(Stated goal): Rescale the listing below by multiplying every coordinate in the answers by 2.45 and rounding each result to the nearest whole number, with halves rounded up. Reproduce every line, requests included, with no other changes.

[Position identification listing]
******

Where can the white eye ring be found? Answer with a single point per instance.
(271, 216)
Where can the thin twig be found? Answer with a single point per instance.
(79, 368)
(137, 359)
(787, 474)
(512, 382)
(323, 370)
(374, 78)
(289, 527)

******

(Exercise output):
Where can the white eye ring be found? Answer with a single point per instance.
(664, 529)
Where can the thin twig be found? Answer with a single point per instance.
(194, 902)
(336, 880)
(1928, 1161)
(1254, 936)
(791, 907)
(916, 191)
(708, 1291)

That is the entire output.